However, there is no longer such a clear divide between school-based learning and learning in the enterprise. Whereas, historically, vocational schools were intended as a means of supplementing the training provided by employers, they have gradually increased in status. During the last years the importance of school-based learning has grown, due to the fact that work with much higher quotas of female apprentices, such as caring and social work, is now integrated in the VET-System, or due to new programmes which stress more theoretical work and offer chances of continuing to programmes at a tertiary level.

1.  Vocational Training as a System

As Greinert puts it, a system of vocational training is not just characterized by one or several learning environments but as a somewhat more complex construct. For German-speaking countries – or in the Swiss case much better regions – we can speak of a state-controlled market model. It is a system which:

“… is not the outcome of conscious planning and development but has come into being as an integral whole by a complex historical process. For a long time on the job training and instruction provided by the vocational schools evolved more or less independently of one another, only becoming intentionally linked to form a systematic route to a qualification – (...) at a very late date“ (Greinert 1993, p.19).

Greinert discerns beside this German- (speaking) system a more bureaucratic and school-based system and market-oriented training models.

Swiss vocational training is similarly not the result of a forward-looking initiative and planning process; it only came into being in the course of the 20th century on a large scale.

○ ○ ○ ○

> GIVEN PROBLEM 1:
Pick out every line in the records below that contains the string "left", and treat uppercase and lowercase letters as different.

Extracted records
○ ○ ○ ○

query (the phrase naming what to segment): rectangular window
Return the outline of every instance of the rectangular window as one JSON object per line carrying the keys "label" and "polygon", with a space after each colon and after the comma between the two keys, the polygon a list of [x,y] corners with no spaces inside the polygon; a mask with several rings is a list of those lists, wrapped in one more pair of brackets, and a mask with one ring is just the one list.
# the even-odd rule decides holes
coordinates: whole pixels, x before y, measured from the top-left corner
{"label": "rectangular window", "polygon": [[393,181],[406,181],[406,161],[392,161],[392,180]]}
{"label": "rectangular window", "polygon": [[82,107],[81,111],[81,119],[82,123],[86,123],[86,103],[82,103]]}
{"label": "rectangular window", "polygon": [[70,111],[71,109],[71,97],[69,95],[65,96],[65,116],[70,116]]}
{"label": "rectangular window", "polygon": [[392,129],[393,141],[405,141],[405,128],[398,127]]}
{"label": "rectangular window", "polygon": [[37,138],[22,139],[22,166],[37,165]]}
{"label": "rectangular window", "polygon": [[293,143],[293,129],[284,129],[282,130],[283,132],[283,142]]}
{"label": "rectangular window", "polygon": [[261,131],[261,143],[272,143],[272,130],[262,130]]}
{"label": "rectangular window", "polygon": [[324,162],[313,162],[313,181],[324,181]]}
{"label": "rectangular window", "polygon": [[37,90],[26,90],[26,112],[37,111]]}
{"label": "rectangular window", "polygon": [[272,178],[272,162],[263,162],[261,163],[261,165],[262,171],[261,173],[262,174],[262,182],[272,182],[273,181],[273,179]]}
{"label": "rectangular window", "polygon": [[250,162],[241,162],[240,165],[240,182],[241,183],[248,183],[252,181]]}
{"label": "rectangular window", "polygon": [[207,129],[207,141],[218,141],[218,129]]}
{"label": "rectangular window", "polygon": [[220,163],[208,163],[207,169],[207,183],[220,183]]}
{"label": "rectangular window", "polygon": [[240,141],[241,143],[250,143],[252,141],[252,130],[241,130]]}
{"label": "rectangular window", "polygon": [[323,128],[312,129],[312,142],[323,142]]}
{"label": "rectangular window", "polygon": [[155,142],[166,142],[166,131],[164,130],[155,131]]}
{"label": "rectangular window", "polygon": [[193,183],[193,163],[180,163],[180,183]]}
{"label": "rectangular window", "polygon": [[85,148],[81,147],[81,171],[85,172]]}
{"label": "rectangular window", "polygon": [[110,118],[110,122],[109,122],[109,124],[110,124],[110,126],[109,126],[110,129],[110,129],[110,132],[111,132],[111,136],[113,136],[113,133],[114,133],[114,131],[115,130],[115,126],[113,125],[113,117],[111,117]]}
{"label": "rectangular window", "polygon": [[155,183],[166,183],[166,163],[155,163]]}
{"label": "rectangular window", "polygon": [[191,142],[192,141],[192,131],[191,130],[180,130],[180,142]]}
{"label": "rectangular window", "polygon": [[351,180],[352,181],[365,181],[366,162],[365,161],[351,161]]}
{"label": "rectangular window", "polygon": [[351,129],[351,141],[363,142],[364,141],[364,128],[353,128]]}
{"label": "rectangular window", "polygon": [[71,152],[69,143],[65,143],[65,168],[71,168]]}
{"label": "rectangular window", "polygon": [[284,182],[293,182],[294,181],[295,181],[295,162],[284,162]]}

○ ○ ○ ○

> GIVEN PROBLEM 2:
Reproduce the passage on vocational training above in full, word for word.

> TASK RESPONSE 1:
coordinates: whole pixels, x before y, measured from the top-left corner

> TASK RESPONSE 2:
However, there is no longer such a clear divide between school-based learning and learning in the enterprise. Whereas, historically, vocational schools were intended as a means of supplementing the training provided by employers, they have gradually increased in status. During the last years the importance of school-based learning has grown, due to the fact that work with much higher quotas of female apprentices, such as caring and social work, is now integrated in the VET-System, or due to new programmes which stress more theoretical work and offer chances of continuing to programmes at a tertiary level.

1.  Vocational Training as a System

As Greinert puts it, a system of vocational training is not just characterized by one or several learning environments but as a somewhat more complex construct. For German-speaking countries – or in the Swiss case much better regions – we can speak of a state-controlled market model. It is a system which:

“… is not the outcome of conscious planning and development but has come into being as an integral whole by a complex historical process. For a long time on the job training and instruction provided by the vocational schools evolved more or less independently of one another, only becoming intentionally linked to form a systematic route to a qualification – (...) at a very late date“ (Greinert 1993, p.19).

Greinert discerns beside this German- (speaking) system a more bureaucratic and school-based system and market-oriented training models.

Swiss vocational training is similarly not the result of a forward-looking initiative and planning process; it only came into being in the course of the 20th century on a large scale.